▸ **What this task involves**: Rewrite the records with "object" in place of each "instance", keeping everything else the same.

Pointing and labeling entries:

>>

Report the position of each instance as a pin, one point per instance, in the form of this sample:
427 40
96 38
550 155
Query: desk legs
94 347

<<

▸ **The reply**:
Report the position of each object as a pin, one point per object, in the form of this sample:
427 40
96 38
550 155
Query: desk legs
94 347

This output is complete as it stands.